----- Source extract -----

In database nodes and sql-statement against virtual tables

DanSah · March 10, 2021, 3:17pm

Hi Knime community!

We are starting out to use the KNIME DB nodes to do fairly simple database queries against “virtual”/“calculated” views in a database (SAP HANA). The flows looks something like this:

The views are fairly sensitive for good sql-statements and we find that chaining a couple of column-filters + row filters like the picture above gives SQL-statements of this form:
SELECT * FROM ( SELECT “tempTable_3320555003387273690”.“MATERIAL” FROM (SELECT *
FROM “schema”.“calc_view”) AS
“tempTable_3320555003387273690” ) AS “tempTable_5861427265251268515”
WHERE “MATERIAL” = ‘A’

Instead of something like this:
SELECT MATERIAL FROM “schema”.“calc_view” WHERE “MATERIAL” = ‘A’

What we end up with is very poor performance, since it seems like the virtual table more or less makes a SELECT * on the calc view making it assemble in memory to something very large and complex and then filter on that view afterwards.

We get much better performance out the short sql-statement, but not everyone is comfortable with writing their own SQL statements.

-----

Task objective –
Please quote the forum post on KNIME database queries word for word, between "The views are" and "that view afterwards.", inclusive.

----- Supplied records -----

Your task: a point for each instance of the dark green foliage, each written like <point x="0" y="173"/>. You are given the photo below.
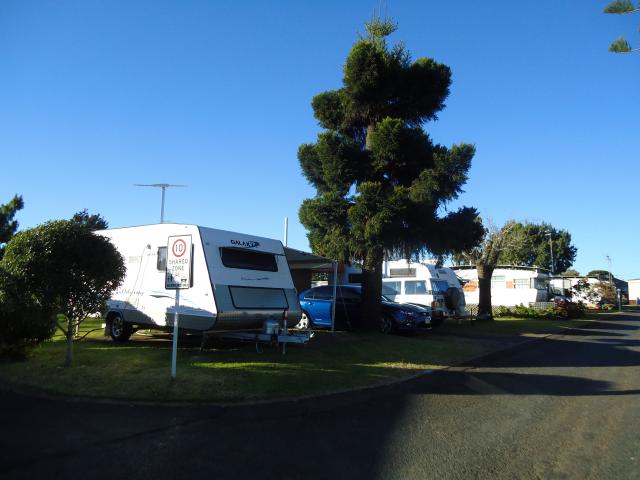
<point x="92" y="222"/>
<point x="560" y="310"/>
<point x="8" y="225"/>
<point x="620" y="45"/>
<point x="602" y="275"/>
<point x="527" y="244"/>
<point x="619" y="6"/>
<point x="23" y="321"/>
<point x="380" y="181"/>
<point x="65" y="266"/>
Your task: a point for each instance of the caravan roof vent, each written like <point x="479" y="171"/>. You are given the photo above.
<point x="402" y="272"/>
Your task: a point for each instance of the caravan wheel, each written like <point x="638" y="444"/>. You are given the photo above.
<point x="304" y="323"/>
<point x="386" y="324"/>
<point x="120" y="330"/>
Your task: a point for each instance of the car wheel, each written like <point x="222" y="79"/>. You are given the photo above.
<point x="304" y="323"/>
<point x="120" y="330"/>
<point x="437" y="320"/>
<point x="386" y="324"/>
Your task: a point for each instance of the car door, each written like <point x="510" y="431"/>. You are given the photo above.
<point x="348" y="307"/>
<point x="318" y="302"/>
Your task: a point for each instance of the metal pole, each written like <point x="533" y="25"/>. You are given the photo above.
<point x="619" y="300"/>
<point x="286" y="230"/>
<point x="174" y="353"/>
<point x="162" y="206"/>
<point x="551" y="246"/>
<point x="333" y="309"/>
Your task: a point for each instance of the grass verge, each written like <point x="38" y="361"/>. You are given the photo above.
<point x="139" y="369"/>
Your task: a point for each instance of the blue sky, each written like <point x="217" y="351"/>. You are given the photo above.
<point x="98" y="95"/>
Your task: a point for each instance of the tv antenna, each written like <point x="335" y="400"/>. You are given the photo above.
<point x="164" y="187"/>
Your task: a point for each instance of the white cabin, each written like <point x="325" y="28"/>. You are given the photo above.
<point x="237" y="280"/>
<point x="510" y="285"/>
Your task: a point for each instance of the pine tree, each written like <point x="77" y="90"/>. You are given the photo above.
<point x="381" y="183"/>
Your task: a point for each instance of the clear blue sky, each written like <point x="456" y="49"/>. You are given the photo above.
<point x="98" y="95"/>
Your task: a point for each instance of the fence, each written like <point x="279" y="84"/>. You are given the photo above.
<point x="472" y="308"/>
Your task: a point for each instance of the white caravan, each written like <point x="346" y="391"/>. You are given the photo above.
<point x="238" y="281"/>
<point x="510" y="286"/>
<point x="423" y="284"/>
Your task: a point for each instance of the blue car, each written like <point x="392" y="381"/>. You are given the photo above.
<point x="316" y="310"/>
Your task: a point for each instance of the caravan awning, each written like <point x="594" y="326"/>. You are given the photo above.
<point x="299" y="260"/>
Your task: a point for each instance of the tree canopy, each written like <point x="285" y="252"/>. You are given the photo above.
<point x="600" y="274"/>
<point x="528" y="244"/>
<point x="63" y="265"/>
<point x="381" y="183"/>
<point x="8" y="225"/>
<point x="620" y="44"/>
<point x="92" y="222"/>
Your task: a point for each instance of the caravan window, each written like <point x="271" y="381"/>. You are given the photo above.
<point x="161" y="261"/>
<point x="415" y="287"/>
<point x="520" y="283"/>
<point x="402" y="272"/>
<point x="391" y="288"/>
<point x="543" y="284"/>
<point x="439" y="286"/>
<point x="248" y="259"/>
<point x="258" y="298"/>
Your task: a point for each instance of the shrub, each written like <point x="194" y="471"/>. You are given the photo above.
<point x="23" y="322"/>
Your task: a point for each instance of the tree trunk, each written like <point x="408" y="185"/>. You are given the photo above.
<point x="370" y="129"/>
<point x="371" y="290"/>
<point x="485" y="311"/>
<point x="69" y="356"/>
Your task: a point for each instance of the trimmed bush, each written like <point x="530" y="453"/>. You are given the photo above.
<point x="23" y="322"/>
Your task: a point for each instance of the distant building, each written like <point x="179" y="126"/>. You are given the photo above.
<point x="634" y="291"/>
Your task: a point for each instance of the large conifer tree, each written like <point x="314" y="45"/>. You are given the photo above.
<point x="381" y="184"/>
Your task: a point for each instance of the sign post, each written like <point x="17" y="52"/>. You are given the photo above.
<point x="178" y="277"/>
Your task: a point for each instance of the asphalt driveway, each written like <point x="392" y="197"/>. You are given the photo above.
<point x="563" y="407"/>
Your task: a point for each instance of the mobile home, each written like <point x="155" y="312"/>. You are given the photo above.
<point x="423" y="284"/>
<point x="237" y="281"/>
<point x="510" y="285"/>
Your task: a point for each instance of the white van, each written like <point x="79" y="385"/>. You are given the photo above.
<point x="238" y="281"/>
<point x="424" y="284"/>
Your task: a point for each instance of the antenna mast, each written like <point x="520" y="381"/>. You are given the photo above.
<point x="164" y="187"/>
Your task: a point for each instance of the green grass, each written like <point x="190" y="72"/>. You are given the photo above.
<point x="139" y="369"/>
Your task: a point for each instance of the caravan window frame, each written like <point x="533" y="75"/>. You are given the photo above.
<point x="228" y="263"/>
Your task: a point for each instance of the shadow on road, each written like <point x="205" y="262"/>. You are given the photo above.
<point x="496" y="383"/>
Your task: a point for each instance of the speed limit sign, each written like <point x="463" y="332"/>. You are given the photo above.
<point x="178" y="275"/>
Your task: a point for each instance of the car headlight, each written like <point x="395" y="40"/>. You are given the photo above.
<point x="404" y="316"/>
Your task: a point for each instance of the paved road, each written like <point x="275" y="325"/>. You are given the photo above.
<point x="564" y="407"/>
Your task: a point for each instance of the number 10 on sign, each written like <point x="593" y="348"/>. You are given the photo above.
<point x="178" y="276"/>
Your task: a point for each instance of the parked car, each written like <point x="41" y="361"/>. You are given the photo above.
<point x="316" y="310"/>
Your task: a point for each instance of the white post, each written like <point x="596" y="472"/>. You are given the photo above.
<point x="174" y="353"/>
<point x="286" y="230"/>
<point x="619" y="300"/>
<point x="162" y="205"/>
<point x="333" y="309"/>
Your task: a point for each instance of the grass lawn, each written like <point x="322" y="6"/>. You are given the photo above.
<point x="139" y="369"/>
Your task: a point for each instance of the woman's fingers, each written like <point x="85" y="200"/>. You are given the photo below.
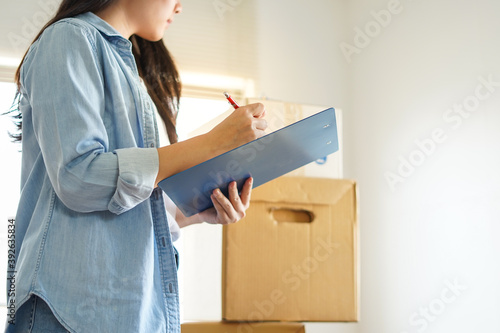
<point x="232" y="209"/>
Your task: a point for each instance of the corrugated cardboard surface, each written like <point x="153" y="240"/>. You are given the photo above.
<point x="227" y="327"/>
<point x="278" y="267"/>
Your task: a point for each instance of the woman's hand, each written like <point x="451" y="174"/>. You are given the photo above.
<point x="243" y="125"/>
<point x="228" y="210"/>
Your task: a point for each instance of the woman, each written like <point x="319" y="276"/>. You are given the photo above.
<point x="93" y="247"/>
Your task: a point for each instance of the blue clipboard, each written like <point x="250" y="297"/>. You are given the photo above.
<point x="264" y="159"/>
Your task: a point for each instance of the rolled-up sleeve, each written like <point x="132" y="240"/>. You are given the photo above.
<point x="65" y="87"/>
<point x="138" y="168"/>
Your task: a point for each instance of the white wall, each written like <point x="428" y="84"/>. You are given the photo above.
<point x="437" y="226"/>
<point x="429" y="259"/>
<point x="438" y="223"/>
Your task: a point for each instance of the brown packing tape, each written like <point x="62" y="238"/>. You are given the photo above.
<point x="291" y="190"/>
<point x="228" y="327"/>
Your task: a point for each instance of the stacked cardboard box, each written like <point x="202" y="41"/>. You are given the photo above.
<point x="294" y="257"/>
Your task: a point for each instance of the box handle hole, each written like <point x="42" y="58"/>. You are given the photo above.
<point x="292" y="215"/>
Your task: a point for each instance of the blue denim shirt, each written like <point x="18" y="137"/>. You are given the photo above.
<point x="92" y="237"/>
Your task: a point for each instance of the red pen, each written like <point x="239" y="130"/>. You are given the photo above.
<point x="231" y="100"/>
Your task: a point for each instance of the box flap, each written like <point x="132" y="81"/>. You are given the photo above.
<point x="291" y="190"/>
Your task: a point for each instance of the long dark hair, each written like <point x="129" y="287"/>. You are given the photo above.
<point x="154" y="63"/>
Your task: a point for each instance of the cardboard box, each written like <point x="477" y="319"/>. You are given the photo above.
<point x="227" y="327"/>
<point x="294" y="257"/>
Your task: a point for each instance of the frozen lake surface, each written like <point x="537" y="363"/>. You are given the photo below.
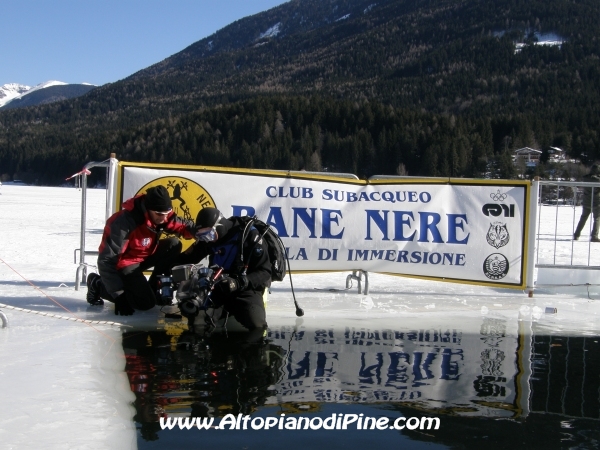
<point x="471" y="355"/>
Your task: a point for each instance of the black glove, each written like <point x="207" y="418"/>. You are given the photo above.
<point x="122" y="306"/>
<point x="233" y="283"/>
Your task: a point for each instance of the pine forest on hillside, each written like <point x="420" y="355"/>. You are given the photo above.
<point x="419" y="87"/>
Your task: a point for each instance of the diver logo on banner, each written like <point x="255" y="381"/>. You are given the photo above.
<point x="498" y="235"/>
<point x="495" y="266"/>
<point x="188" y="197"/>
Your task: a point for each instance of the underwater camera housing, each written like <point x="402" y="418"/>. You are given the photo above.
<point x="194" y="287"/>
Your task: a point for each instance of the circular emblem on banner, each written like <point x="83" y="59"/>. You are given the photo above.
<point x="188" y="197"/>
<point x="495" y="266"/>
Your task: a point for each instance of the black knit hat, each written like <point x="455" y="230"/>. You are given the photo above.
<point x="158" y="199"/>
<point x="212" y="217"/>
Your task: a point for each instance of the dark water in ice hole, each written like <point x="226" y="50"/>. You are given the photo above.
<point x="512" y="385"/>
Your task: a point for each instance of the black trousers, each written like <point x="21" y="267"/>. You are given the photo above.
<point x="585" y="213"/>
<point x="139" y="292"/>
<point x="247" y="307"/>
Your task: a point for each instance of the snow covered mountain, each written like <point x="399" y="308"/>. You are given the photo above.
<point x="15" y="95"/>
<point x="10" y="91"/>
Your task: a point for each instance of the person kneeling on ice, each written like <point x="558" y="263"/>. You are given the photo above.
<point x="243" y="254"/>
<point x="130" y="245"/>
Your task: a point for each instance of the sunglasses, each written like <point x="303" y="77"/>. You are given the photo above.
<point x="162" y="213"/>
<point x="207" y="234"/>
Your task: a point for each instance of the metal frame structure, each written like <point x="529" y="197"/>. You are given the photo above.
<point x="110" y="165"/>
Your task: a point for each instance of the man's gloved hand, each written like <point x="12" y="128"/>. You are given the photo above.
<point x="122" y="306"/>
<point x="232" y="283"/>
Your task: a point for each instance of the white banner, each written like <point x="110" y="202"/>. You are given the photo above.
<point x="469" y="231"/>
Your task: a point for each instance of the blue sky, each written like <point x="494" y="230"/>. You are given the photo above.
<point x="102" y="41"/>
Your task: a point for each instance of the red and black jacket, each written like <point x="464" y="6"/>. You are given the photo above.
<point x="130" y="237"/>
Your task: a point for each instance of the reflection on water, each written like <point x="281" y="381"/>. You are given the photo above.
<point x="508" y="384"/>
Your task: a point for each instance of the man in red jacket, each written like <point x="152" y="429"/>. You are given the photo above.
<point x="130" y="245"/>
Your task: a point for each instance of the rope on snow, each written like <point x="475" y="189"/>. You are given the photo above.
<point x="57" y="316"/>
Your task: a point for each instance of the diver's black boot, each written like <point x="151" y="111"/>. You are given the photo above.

-----

Result –
The views are fairly sensitive for good sql-statements and we find that chaining a couple of column-filters + row filters like the picture above gives SQL-statements of this form:
SELECT * FROM ( SELECT “tempTable_3320555003387273690”.“MATERIAL” FROM (SELECT *
FROM “schema”.“calc_view”) AS
“tempTable_3320555003387273690” ) AS “tempTable_5861427265251268515”
WHERE “MATERIAL” = ‘A’

Instead of something like this:
SELECT MATERIAL FROM “schema”.“calc_view” WHERE “MATERIAL” = ‘A’

What we end up with is very poor performance, since it seems like the virtual table more or less makes a SELECT * on the calc view making it assemble in memory to something very large and complex and then filter on that view afterwards.